→ **EXTRACTED MATERIAL**
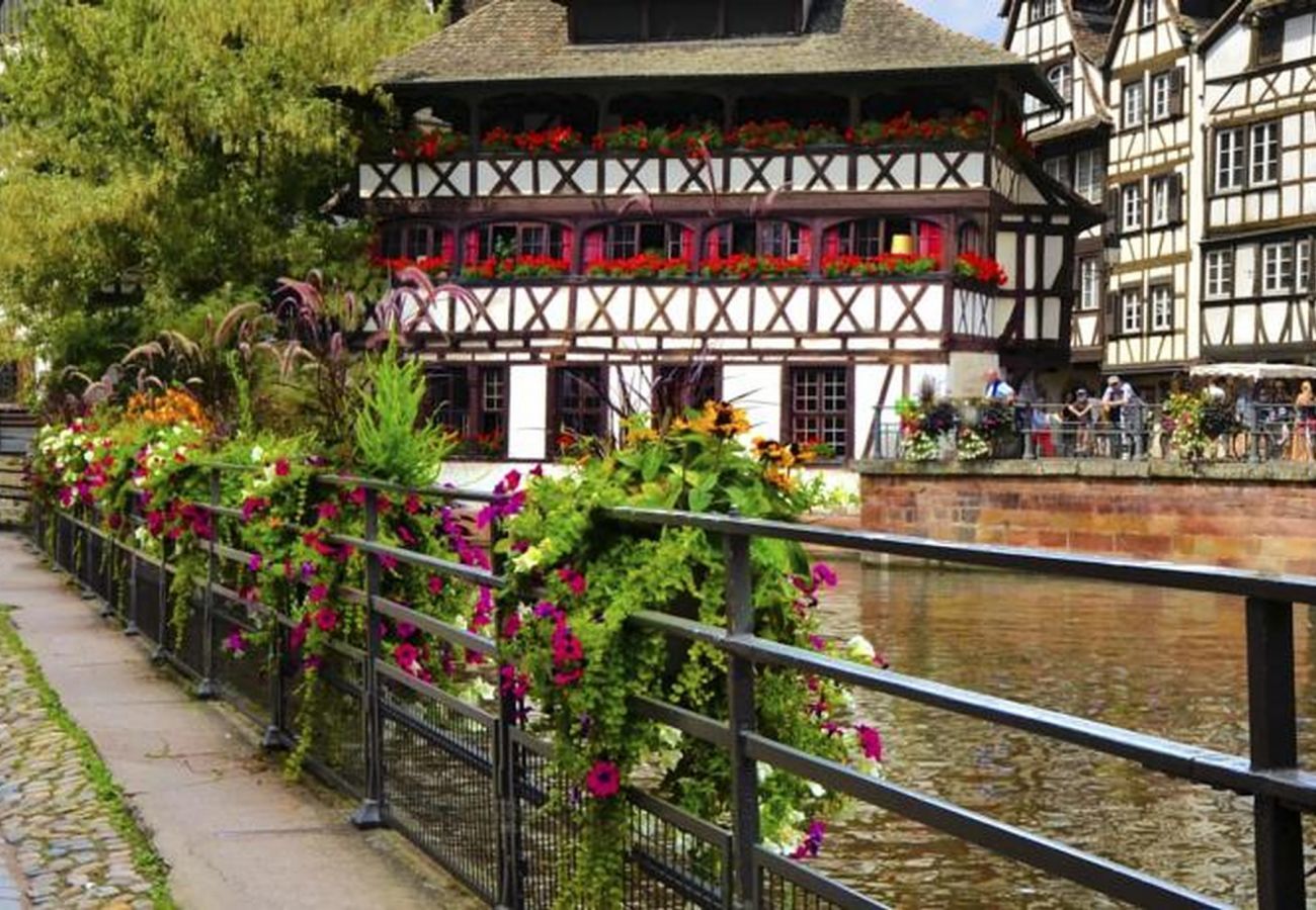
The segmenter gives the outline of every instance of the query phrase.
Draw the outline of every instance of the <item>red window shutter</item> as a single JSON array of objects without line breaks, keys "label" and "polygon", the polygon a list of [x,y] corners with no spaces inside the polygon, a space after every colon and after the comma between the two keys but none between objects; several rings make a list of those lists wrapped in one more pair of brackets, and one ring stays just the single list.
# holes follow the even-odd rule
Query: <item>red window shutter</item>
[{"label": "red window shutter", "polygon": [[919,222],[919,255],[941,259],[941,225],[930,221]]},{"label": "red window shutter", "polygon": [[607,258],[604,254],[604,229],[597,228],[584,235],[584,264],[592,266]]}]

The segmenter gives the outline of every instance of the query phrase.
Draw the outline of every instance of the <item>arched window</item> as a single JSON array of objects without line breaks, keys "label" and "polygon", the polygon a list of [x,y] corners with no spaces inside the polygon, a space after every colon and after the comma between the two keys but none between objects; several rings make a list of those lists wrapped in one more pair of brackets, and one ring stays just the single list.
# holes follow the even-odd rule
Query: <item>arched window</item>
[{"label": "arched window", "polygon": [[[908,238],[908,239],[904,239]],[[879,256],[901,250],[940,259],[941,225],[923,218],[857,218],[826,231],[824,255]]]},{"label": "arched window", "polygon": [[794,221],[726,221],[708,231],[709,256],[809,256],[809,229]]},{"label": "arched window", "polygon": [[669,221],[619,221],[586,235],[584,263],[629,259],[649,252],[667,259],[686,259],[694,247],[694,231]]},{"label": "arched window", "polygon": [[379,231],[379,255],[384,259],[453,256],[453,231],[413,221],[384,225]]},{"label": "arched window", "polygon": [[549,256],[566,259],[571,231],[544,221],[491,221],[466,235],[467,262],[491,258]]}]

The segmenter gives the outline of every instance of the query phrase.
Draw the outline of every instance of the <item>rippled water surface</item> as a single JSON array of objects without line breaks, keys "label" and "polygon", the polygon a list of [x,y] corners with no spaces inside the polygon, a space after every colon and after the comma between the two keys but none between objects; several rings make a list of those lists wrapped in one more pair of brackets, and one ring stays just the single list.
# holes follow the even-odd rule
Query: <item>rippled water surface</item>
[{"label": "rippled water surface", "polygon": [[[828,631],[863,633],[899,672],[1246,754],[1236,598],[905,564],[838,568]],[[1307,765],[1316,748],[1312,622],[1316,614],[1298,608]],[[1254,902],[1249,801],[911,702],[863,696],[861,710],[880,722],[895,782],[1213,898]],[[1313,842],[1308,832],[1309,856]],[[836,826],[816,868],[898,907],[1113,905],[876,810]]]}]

...

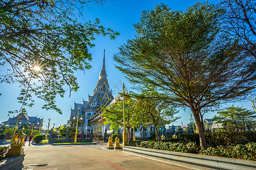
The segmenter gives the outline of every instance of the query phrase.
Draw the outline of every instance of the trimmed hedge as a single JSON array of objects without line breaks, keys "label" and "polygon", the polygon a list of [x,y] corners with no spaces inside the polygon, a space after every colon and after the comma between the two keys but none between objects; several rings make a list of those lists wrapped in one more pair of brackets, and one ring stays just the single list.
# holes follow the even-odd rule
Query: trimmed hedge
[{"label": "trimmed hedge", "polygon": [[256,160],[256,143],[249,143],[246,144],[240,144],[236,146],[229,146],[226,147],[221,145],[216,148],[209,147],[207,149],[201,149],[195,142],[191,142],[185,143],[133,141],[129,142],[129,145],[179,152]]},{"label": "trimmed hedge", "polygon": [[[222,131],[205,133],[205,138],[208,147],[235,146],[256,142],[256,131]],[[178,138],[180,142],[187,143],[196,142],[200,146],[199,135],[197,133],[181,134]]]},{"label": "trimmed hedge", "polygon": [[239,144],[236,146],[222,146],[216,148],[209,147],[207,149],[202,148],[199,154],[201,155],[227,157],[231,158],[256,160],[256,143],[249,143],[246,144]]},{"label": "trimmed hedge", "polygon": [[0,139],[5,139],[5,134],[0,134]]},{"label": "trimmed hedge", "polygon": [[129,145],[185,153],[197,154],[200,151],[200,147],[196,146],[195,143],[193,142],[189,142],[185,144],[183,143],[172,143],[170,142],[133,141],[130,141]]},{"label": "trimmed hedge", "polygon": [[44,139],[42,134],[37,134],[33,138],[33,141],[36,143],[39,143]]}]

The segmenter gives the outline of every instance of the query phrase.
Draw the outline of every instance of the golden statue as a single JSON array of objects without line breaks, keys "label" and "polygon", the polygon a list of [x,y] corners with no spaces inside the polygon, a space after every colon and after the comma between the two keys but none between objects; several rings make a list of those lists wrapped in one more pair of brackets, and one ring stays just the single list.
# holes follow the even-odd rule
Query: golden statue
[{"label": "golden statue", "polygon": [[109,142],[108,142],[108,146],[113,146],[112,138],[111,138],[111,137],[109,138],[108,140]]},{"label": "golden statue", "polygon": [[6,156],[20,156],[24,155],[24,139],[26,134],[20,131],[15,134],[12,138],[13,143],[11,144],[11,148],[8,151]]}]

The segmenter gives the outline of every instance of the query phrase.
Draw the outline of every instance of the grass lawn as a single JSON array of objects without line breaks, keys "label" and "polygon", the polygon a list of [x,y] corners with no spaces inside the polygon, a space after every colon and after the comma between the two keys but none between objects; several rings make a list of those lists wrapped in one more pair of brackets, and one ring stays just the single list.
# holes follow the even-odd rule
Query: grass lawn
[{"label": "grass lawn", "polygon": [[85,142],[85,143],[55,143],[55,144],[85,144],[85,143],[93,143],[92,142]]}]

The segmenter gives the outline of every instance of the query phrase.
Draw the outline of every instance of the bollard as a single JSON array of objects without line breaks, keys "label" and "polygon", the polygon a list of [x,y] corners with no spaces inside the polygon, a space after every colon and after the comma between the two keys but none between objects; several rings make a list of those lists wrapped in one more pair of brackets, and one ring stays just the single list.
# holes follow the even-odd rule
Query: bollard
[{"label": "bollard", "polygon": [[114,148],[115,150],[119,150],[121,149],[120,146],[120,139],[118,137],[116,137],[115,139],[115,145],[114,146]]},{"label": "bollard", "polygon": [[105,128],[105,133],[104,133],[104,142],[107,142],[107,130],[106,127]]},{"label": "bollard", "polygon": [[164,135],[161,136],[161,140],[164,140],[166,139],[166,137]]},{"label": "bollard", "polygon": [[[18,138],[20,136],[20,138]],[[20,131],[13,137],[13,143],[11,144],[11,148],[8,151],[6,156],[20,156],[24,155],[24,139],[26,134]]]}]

→ **GOAL OF THE EXERCISE**
Locate every line in the records above that contains the word "rippled", and copy each of those lines in full.

→ **EXPECTED OUTPUT**
Draw the outline of every instance of the <item>rippled water surface</item> as a single JSON array of objects without line breaks, keys "label" and "polygon", the polygon a list of [x,y] corners with no spaces inside the polygon, a space after every colon and after the comma between the two keys but none between objects; several rings make a list of those lists wrapped in one more pair of brackets, and one ring stays just the single list.
Query: <item>rippled water surface</item>
[{"label": "rippled water surface", "polygon": [[[828,631],[863,633],[899,672],[1246,754],[1236,598],[905,564],[838,568]],[[1307,765],[1316,748],[1312,622],[1316,614],[1298,608]],[[1254,902],[1249,801],[911,702],[863,696],[861,710],[880,722],[895,782],[1213,898]],[[1313,842],[1308,832],[1309,856]],[[836,826],[816,868],[898,907],[1113,905],[876,810]]]}]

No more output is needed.